# PROBLEM DETAILS
Among the entries below, extract exactly the lines that run from the one with "Query: bird's head" through the one with "-- a row prints like pixel 33 105", both ends included.

# RECORDS SUPPLIED

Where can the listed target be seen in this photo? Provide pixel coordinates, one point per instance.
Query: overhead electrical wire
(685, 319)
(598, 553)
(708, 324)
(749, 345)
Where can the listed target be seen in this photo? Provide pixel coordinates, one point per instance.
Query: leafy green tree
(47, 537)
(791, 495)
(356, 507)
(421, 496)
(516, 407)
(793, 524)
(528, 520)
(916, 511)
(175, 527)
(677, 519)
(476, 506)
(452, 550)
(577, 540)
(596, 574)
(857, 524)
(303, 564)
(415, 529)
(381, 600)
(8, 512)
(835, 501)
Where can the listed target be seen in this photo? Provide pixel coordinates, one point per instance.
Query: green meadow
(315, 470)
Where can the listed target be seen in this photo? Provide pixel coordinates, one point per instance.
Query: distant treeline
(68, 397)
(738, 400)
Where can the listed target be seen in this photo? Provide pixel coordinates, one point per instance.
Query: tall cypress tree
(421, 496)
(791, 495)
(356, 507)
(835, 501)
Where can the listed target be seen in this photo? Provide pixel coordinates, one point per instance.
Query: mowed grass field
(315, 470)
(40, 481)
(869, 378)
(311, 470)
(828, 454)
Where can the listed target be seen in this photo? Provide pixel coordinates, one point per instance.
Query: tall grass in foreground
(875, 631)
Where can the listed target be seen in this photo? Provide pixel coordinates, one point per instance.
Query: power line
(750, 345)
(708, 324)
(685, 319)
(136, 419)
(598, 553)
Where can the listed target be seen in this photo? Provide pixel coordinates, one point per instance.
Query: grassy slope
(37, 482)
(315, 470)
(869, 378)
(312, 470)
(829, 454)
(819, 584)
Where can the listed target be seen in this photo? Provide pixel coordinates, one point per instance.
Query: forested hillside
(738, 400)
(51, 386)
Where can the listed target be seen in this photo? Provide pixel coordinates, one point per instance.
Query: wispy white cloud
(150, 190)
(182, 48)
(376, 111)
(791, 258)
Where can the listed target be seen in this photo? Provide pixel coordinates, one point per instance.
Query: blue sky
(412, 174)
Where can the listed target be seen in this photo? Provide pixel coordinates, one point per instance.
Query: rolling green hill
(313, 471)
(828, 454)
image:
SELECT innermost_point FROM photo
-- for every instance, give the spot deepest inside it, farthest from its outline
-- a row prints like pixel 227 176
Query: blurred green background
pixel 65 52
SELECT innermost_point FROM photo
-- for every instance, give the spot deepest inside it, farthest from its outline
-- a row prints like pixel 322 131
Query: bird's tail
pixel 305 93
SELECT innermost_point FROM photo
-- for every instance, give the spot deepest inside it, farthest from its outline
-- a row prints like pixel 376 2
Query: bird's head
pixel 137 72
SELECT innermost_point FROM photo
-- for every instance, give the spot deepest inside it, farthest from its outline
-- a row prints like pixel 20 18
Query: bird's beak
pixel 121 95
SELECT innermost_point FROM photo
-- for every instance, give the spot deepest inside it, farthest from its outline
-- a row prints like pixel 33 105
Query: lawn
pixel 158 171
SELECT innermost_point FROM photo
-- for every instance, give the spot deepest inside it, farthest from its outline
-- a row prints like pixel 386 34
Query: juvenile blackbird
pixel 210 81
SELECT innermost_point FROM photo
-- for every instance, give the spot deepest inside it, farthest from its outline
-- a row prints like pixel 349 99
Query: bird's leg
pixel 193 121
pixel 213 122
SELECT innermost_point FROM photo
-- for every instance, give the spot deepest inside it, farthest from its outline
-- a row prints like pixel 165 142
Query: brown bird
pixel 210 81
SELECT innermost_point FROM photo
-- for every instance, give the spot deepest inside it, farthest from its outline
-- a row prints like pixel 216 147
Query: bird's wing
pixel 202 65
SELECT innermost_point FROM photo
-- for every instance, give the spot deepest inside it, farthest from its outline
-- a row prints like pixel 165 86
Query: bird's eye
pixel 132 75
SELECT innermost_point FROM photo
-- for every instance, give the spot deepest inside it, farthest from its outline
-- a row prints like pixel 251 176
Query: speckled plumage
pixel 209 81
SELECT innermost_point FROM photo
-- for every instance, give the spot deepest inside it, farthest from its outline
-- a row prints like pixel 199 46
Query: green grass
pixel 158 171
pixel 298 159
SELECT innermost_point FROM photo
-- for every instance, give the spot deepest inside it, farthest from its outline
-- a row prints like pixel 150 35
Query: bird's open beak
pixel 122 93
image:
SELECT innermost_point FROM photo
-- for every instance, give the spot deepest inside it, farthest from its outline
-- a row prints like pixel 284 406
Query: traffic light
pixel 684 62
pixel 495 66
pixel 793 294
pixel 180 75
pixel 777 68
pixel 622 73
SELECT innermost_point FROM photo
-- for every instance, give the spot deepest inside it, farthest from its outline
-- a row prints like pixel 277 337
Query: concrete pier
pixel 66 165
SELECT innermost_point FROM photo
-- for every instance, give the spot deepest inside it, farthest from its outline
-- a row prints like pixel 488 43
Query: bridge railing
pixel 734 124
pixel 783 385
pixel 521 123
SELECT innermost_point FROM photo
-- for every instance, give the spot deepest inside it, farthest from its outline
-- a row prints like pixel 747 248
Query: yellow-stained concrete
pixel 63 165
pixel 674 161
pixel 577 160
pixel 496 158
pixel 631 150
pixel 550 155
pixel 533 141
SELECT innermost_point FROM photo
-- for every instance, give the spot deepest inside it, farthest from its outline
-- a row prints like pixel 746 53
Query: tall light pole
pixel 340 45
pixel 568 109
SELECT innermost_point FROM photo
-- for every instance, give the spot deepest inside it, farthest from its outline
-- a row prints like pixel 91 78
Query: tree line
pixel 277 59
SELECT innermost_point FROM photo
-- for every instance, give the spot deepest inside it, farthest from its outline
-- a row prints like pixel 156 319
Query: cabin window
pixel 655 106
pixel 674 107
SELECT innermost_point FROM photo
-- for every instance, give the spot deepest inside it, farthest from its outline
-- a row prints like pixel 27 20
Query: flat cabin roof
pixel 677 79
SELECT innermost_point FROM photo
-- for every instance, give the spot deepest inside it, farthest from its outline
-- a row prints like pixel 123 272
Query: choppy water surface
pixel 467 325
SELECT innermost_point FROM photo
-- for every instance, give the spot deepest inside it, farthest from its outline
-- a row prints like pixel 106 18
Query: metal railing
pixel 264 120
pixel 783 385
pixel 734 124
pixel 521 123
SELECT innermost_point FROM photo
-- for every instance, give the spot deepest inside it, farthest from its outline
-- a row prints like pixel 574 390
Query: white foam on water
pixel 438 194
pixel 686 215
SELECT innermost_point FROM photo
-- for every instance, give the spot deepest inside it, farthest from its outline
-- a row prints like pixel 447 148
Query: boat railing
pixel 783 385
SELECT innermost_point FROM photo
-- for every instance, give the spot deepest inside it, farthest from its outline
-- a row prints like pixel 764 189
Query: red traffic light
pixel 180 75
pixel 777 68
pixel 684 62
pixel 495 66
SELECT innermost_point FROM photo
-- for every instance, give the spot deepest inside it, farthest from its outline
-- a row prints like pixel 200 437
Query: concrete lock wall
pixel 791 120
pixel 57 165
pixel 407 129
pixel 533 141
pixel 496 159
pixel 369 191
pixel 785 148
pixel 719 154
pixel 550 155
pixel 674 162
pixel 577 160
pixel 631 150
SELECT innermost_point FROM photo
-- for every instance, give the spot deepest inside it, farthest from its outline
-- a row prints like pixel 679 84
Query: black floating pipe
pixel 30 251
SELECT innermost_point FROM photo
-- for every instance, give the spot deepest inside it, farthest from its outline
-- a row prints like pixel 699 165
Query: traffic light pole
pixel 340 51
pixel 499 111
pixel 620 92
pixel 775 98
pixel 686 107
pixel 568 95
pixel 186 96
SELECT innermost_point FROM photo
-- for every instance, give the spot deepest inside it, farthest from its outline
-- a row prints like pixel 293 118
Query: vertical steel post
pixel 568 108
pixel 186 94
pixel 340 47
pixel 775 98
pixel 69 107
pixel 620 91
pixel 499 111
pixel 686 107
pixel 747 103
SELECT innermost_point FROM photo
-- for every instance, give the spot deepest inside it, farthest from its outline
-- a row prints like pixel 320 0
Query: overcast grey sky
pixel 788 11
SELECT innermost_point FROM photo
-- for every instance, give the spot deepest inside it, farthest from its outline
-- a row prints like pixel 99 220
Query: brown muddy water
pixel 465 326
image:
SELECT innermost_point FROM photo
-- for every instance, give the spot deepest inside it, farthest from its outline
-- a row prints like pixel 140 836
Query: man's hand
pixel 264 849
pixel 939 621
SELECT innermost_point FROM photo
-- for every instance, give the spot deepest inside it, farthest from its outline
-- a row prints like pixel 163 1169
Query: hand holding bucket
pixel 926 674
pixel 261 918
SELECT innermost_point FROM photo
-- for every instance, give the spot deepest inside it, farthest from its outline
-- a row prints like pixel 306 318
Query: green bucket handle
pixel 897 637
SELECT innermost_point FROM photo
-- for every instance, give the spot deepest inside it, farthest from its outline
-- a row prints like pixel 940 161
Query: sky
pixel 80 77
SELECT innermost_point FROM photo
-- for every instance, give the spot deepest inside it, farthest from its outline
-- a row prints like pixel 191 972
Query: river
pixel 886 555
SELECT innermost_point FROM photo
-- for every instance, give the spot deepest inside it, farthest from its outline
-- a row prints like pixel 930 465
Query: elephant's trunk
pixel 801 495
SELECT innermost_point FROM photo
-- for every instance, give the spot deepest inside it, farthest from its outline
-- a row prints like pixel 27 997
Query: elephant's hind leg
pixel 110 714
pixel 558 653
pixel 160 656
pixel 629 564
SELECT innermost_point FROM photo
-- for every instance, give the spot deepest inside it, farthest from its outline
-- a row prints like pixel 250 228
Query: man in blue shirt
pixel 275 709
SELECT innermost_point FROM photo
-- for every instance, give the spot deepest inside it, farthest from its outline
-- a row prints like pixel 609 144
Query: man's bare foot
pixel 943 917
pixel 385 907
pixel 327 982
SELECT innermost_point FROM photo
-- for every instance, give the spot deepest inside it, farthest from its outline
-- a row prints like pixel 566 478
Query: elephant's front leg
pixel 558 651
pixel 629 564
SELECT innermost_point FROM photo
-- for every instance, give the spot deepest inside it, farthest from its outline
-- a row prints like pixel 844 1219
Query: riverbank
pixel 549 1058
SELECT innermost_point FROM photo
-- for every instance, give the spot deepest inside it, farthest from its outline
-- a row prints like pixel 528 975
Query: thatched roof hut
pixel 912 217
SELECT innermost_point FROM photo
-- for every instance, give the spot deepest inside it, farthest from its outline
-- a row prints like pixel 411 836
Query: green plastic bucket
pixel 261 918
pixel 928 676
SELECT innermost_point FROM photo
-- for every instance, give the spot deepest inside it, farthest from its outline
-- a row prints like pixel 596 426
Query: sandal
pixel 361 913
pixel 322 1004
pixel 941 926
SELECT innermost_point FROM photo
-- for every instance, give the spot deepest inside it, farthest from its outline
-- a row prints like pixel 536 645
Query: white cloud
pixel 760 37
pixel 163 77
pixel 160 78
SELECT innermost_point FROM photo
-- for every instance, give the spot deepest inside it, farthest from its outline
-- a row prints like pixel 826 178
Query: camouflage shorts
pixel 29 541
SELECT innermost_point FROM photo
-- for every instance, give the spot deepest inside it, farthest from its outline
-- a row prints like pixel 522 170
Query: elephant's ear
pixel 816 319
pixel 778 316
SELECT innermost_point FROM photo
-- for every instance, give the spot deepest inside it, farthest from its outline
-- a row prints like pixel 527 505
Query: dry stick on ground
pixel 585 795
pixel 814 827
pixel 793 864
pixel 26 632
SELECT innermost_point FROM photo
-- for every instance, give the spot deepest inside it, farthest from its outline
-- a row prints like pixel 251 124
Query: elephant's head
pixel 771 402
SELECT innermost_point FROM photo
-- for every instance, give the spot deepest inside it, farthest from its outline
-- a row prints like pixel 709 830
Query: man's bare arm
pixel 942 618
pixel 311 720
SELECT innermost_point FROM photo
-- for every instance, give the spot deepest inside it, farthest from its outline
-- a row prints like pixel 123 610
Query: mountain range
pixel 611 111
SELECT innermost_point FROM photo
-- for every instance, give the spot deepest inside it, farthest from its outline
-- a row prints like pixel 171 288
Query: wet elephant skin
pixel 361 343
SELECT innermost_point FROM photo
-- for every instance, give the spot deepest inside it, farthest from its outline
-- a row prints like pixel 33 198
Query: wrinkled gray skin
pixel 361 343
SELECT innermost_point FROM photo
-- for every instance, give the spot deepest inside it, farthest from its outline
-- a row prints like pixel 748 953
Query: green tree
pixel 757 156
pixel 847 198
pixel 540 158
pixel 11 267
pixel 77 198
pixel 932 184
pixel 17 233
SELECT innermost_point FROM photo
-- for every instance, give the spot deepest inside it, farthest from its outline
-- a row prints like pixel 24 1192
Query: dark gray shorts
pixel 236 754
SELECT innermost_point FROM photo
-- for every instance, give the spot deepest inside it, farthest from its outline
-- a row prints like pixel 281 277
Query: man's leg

# WORKED SOLUTION
Query: bird's head
pixel 137 72
SELECT innermost_point FROM photo
-- for every instance, give the spot deepest inside it, farthest from its outline
-- a row prints like pixel 20 18
Query: bird's beak
pixel 121 95
SELECT innermost_point FROM photo
-- for every instance, give the spot deepest inside it, farthest from its outline
-- a row prints like pixel 33 105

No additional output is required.